◆ Exercise ◆
Without any of the pictures, print every record below exactly.

◆ Records supplied ◆
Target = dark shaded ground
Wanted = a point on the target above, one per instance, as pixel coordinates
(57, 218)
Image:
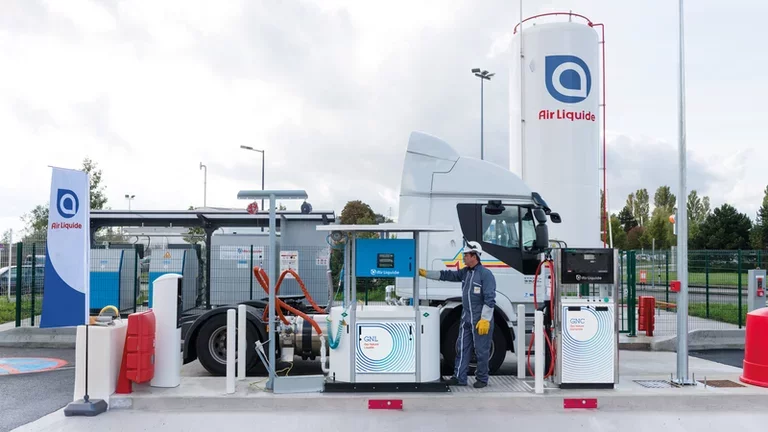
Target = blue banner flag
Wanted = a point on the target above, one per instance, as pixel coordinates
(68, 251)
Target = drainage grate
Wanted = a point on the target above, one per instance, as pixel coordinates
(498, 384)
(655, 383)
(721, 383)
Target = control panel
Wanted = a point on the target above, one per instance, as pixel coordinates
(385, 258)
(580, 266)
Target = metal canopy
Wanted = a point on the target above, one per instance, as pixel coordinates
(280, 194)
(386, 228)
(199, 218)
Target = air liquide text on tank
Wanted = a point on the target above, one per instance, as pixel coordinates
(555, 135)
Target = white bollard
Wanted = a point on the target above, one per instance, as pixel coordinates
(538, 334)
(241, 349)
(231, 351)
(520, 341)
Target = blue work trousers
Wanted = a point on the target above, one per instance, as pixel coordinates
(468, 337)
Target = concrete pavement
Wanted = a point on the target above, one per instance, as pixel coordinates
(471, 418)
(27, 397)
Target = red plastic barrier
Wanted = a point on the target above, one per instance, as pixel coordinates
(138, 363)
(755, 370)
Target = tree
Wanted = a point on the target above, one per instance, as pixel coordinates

◆ Exercise solution ◆
Target = dark shaded ground
Wanted = a point on the target above, one per instance, as pixel coordinates
(57, 218)
Image:
Target = blue banner flag
Wanted = a point on the target above, one per instance, as pixel coordinates
(68, 251)
Target = drainage grate
Wanted = a point on the target above, one per instance, as pixel coordinates
(498, 384)
(655, 383)
(721, 383)
Target = control panel
Wanted = a point on the target above, one per instance, as pixel coordinates
(385, 258)
(580, 266)
Target = metal canopy
Wanted = a point on the target above, one per instance, as pixel coordinates
(280, 194)
(386, 228)
(199, 218)
Target = air liquide text on tank
Wanted = a point on the target above, one per instance, as pixel coordinates
(555, 135)
Target = white bollard
Wanted = a point on the target above, one per instance, as pixel coordinates
(538, 334)
(241, 349)
(231, 351)
(520, 341)
Target = blue work trousers
Wanted = a point on the target above, one per instance, as pixel coordinates
(468, 337)
Target = concrete pavement
Wanted = a point on the target above, one per instance, as pixel coordinates
(471, 418)
(27, 397)
Target = red plastic barrier
Wanted = a point on the target above, one per instance, as pixel coordinates
(138, 363)
(755, 370)
Target = tree
Wanted = a point on the target above, one per instance, as pixel coordinates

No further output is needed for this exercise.